- _Excerpted passage_
○ ○ ○ ○ ○ ○ ○
# Per Diem Tax exception and T4 forms



## anoojw (Jul 14, 2017)

I was in Canada during in the year 2013 to 2015 as an Inta company Transferee employee ( From India to the Canada office of our MNC ) and was under Canada payroll while I was there.
I filed the taxes promptly as per the T4 received from the company
I’m working on a PR application currently and noticed the T4 and salary slips does not match.
Reached out to the employer to clarify this and was told that the ‘per diem’ component in the salary slip is non-taxable and so not mentioned in T4

Can you please help understand the clause/law under which this is applicable so I can give an explanation to the immigration officer regarding the discrepancy between the salary slips and the T4 ( note there is a 20K difference due to this ). Is there any more question that I need to ask from employer to hear back more than the mention of ‘Per Diem’.

Happy to provide more details if you need any.


----------



## Eclectic12 (Oct 20, 2010)

Without knowing what the per diem or allowance was for, it is hard to find articles, interpretation bulletins or the legislation itself.

If you are still in contact with the employer, what about figuring out the amounts for each year and having the employer provide a letter spelling it out?

Otherwise, here are a few of the types where some have specific requirements.
http://www.cra-arc.gc.ca/tx/bsnss/tpcs/pyrll/bnfts/llwncs/trvl-eng.html
http://www.cra-arc.gc.ca/tx/bsnss/tpcs/pyrll/bnfts/brd/spcl/menu-eng.html


Cheers


----------



## anoojw (Jul 14, 2017)

Thank you. I'll try reaching out to employer
Does asking TD4 help to get some more clarity ( trying to interpret the data in url you shared )


----------



## Eclectic12 (Oct 20, 2010)

I haven't dug into the details so at a quick read - where the employee meets the criteria and the employer does not want the benefit/allowance included on the T4 form then a TD4 "Declaration of Exemption – Employment at a Special Work Site" form has to be filled out by both the employee & employer.
○ ○ ○ ○ ○ ○ ○
Answer these about the per diem thread:
1. How large a difference between the salary slips and the T4 does the poster report?
2. Why did the employer say the per diem component was left off the T4?
3. Who has to fill out the TD4 form when the employer wants the allowance kept off the T4?
The material that comes next has no connection to the text above.

- _Information shown_
○ ○ ○ ○ ○ ○ ○
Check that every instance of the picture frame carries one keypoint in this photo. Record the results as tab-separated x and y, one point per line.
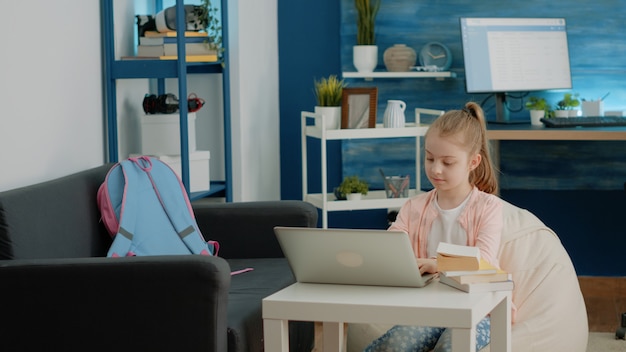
○ ○ ○ ○ ○ ○ ○
- _Solution to this task_
1. 20K.
2. The per diem component is non-taxable.
3. Both the employee and the employer.